▶ Document section:
+++++

# Oil Values - in spreadsheet form



## RogueRose

I went through soapcalc.net and copied all the values from the oils they have listed (yeah it took some time...)

So, here is the output for all the values. It makes it really easy if you want to compare some oils and pick ones that will work well for you. You can sort the files by column so if you want to list them in order of conditioning or whatever, that is easily done. 

If anyone has any oils they have values for that are not listed, I'd appreciate you posting them or PM'ing me and I'll add them to the list for everyone to use. 

Oil Values in PDF

Oil Values in Old Excel format

Oil Values in New Excel Format

Oil Values in Open Document Format

I'll try to get an HTML version or something that I can post on the thread, I'm just not sure what format to use for that.
_
"I just realized that there is a spreadsheet on that site, but not as detailed as mine. "_:shh:

This should work (jpeg format)


----------



## DeeAnna

Presenting a table in a forum post is a royal pain. Plain text cut 'n paste is pretty much the only option. 

I have a bit of a clue about how many hours you've spent on this -- you are being very generous to share the fruits of your labor. Thank you!


----------



## clairissa

Thank you so much!  That is awesome.


----------



## wetshavingproducts

edit: You've added the fatty acid makeup. Interesting.


----------



## Ellacho

OMG! Awesome! Thank you so much!!


----------



## RogueRose

DeeAnna said:


> Presenting a table in a forum post is a royal pain. Plain text cut 'n paste is pretty much the only option.
> 
> I have a bit of a clue about how many hours you've spent on this -- you are being very generous to share the fruits of your labor. Thank you!


 
I've figured out how to do this in the past and it wasn't too tough after getting it straight, I think i Had to convert it to a CSV format and then insert into a table. I'll fiddle around and see how to make it presentable.

+++++

▶ Recorded data:
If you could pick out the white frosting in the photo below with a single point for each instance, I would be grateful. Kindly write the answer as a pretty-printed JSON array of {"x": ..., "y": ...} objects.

+++++

▶ Written exercise A: In the oil values thread, which website did RogueRose copy the oil values from?
▶ Written exercise B: Extend the oil values thread past its final post.

▶ Written reply A: soapcalc.net

▶ Written reply B:
Updated with image of spreadsheet. Also, if anyone has oils that aren't on this list and you know the values for them, I'd appreciate you posting them or PM'ing me and I'll add them in here for everyone to use!


----------



## godschild

Thanks very much for sharing.


----------



## kmarvel

RogueRose said:


> Updated with image of spreadsheet. Also, if anyone has oils that aren't on this list and you know the values for them, I'd appreciate you posting them or PM'ing me and I'll add them in here for everyone to use!


 
Thanks, Rose. I can't imagine how time consuming this project was.



RogueRose said:


> I went through soapcalc.net and copied all the values from the oils they have listed (yeah it took some time...)
> 
> So, here is the output for all the values. It makes it really easy if you want to compare some oils and pick ones that will work well for you. You can sort the files by column so if you want to list them in order of conditioning or whatever, that is easily done.
> 
> If anyone has any oils they have values for that are not listed, I'd appreciate you posting them or PM'ing me and I'll add them to the list for everyone to use.
> 
> Oil Values in PDF
> 
> Oil Values in Old Excel format
> 
> Oil Values in New Excel Format
> 
> Oil Values in Open Document Format
> 
> I'll try to get an HTML version or something that I can post on the thread, I'm just not sure what format to use for that.
> 
> _"I just realized that there is a spreadsheet on that site, but not as detailed as mine. "_:shh:
> 
> This should work (jpeg format)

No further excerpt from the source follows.